- DIRECTIONS FOR THIS TASK
Copy out the entries below in full and exactly.

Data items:
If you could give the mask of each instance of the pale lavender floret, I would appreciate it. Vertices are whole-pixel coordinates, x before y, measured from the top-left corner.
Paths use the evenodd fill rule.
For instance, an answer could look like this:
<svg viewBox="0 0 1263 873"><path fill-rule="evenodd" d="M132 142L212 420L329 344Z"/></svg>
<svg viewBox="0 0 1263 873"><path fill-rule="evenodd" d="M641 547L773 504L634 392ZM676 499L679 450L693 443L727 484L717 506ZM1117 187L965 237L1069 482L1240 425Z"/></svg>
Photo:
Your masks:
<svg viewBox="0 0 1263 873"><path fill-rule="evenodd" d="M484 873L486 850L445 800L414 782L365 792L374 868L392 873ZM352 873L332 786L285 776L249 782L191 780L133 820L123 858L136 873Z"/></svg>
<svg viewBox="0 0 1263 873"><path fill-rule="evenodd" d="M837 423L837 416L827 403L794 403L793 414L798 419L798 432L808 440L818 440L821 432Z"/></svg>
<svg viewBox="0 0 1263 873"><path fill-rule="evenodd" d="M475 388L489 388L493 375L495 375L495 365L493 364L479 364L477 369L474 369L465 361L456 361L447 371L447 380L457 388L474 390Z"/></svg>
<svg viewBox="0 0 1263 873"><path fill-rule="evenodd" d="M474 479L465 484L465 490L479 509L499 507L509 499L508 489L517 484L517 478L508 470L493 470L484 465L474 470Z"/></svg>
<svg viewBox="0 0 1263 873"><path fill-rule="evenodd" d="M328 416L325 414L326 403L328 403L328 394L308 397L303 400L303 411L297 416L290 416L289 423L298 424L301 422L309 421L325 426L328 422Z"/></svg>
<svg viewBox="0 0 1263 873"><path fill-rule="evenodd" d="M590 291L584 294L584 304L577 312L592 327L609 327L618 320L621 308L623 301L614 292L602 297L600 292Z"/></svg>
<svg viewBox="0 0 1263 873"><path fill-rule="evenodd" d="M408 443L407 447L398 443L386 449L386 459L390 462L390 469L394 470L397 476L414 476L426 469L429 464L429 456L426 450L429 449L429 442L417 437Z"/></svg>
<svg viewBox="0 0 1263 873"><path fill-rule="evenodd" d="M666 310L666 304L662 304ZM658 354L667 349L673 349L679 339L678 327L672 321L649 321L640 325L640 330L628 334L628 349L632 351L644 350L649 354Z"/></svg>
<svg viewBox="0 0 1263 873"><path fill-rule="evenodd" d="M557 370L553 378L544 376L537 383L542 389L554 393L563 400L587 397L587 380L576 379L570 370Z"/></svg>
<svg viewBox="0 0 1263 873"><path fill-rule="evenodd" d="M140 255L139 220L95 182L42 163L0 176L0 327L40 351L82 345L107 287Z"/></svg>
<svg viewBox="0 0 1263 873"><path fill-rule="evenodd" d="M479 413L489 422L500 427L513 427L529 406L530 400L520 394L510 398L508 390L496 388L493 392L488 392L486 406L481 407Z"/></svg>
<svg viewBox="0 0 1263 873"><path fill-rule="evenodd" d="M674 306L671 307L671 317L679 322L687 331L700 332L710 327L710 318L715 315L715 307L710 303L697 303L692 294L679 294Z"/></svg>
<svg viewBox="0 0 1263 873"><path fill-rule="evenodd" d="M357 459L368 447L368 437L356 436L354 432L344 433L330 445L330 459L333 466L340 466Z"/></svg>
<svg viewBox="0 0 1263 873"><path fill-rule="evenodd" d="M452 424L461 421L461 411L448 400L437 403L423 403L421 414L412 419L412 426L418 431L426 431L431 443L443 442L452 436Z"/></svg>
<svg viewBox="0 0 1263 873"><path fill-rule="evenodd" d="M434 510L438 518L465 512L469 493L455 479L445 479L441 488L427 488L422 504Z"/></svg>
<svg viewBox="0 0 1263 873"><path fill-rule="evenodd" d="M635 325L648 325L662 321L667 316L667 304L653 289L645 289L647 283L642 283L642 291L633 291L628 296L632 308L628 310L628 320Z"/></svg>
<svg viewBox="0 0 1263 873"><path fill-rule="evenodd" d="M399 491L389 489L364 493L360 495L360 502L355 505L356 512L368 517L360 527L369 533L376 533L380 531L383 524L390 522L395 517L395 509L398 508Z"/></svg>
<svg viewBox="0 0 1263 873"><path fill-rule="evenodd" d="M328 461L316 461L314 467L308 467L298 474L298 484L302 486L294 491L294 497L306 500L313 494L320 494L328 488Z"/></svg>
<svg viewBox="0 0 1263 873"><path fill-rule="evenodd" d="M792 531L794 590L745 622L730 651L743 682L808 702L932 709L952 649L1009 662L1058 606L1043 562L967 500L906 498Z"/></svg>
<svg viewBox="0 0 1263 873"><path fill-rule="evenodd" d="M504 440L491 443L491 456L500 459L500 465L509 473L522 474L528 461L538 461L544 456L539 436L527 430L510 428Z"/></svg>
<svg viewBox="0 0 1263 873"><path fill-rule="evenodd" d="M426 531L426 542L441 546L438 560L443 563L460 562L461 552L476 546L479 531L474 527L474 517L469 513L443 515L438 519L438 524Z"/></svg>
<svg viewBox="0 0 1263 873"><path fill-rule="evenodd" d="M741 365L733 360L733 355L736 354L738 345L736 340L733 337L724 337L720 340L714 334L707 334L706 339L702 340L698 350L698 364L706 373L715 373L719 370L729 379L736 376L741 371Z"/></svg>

- WRITTEN RESPONSE
If you could give the mask of each instance of the pale lavender floret, I would appreciate it. Vertices are whole-pixel coordinates, x before y, measured from the top-left corner.
Paths use the evenodd fill rule.
For instance, an answer could look like this:
<svg viewBox="0 0 1263 873"><path fill-rule="evenodd" d="M132 142L212 420L329 344Z"/></svg>
<svg viewBox="0 0 1263 873"><path fill-rule="evenodd" d="M641 547L773 504L634 392ZM676 499L679 450L693 443L727 484L717 506ZM1117 187L965 237L1069 482L1240 425Z"/></svg>
Photo:
Your masks:
<svg viewBox="0 0 1263 873"><path fill-rule="evenodd" d="M484 873L486 850L445 800L414 782L365 792L374 868L392 873ZM352 873L332 786L285 776L249 782L191 780L133 820L123 858L136 873Z"/></svg>
<svg viewBox="0 0 1263 873"><path fill-rule="evenodd" d="M837 423L837 416L827 403L794 403L793 414L798 419L798 432L808 440L818 440L821 432Z"/></svg>
<svg viewBox="0 0 1263 873"><path fill-rule="evenodd" d="M475 388L489 388L493 375L495 375L495 365L493 364L479 364L477 369L474 369L465 361L456 361L447 371L447 380L457 388L474 390Z"/></svg>
<svg viewBox="0 0 1263 873"><path fill-rule="evenodd" d="M474 479L465 484L465 490L479 509L499 507L509 499L508 489L517 484L517 478L508 470L493 470L484 465L474 470Z"/></svg>
<svg viewBox="0 0 1263 873"><path fill-rule="evenodd" d="M328 416L325 414L326 403L328 403L328 394L308 397L303 400L303 411L297 416L290 416L289 423L298 424L301 422L309 421L325 426L328 422Z"/></svg>
<svg viewBox="0 0 1263 873"><path fill-rule="evenodd" d="M590 291L584 294L584 304L577 312L592 327L609 327L618 320L621 308L623 301L614 292L602 297L600 292Z"/></svg>
<svg viewBox="0 0 1263 873"><path fill-rule="evenodd" d="M408 443L407 447L398 443L386 449L386 459L390 462L390 469L394 470L397 476L414 476L426 469L429 464L429 456L426 450L429 449L429 442L417 437Z"/></svg>
<svg viewBox="0 0 1263 873"><path fill-rule="evenodd" d="M666 310L666 304L662 304ZM658 354L667 349L673 349L679 339L678 327L672 321L649 321L640 325L640 330L628 334L628 349L632 351L644 350L649 354Z"/></svg>
<svg viewBox="0 0 1263 873"><path fill-rule="evenodd" d="M557 370L553 378L544 376L537 383L542 389L554 393L563 400L587 397L587 380L576 379L570 370Z"/></svg>
<svg viewBox="0 0 1263 873"><path fill-rule="evenodd" d="M140 255L139 220L95 182L42 163L0 176L0 327L40 351L82 345L107 287Z"/></svg>
<svg viewBox="0 0 1263 873"><path fill-rule="evenodd" d="M479 413L489 422L500 427L513 427L529 406L530 400L520 394L510 398L508 390L496 388L493 392L488 392L486 406L481 407Z"/></svg>
<svg viewBox="0 0 1263 873"><path fill-rule="evenodd" d="M674 306L671 307L671 317L679 322L687 331L700 332L710 327L710 318L715 315L715 307L710 303L697 303L692 294L679 294Z"/></svg>
<svg viewBox="0 0 1263 873"><path fill-rule="evenodd" d="M357 459L368 447L368 437L356 436L354 432L344 433L330 445L330 459L333 466L340 466Z"/></svg>
<svg viewBox="0 0 1263 873"><path fill-rule="evenodd" d="M452 424L461 421L461 411L448 400L437 403L423 403L421 414L412 419L412 426L418 431L426 431L431 443L443 442L452 436Z"/></svg>
<svg viewBox="0 0 1263 873"><path fill-rule="evenodd" d="M434 510L438 518L465 512L469 493L455 479L445 479L441 488L427 488L422 504Z"/></svg>
<svg viewBox="0 0 1263 873"><path fill-rule="evenodd" d="M635 325L648 325L662 321L667 316L667 304L653 289L645 289L647 283L642 283L642 291L633 291L628 296L632 308L628 310L628 320Z"/></svg>
<svg viewBox="0 0 1263 873"><path fill-rule="evenodd" d="M399 491L389 489L364 493L360 495L360 502L355 505L356 512L368 517L360 527L369 533L376 533L380 531L383 524L390 522L395 517L395 509L398 508Z"/></svg>
<svg viewBox="0 0 1263 873"><path fill-rule="evenodd" d="M328 461L316 461L314 467L308 467L298 474L298 484L302 486L294 491L294 497L306 500L313 494L320 494L328 488Z"/></svg>
<svg viewBox="0 0 1263 873"><path fill-rule="evenodd" d="M792 531L794 590L745 622L730 651L743 682L808 702L932 709L952 649L1009 662L1058 606L1043 562L967 500L906 498Z"/></svg>
<svg viewBox="0 0 1263 873"><path fill-rule="evenodd" d="M504 440L491 443L491 456L500 459L500 465L509 473L522 474L528 461L538 461L544 456L539 436L527 430L510 428Z"/></svg>
<svg viewBox="0 0 1263 873"><path fill-rule="evenodd" d="M426 531L426 542L441 546L438 560L443 563L460 562L461 552L476 546L479 531L474 527L474 517L469 513L443 515L438 519L438 524Z"/></svg>
<svg viewBox="0 0 1263 873"><path fill-rule="evenodd" d="M741 365L733 360L733 355L736 354L738 345L736 340L733 337L724 337L720 340L714 334L707 334L706 339L702 340L698 350L698 364L706 373L715 373L719 370L729 379L736 376L741 371Z"/></svg>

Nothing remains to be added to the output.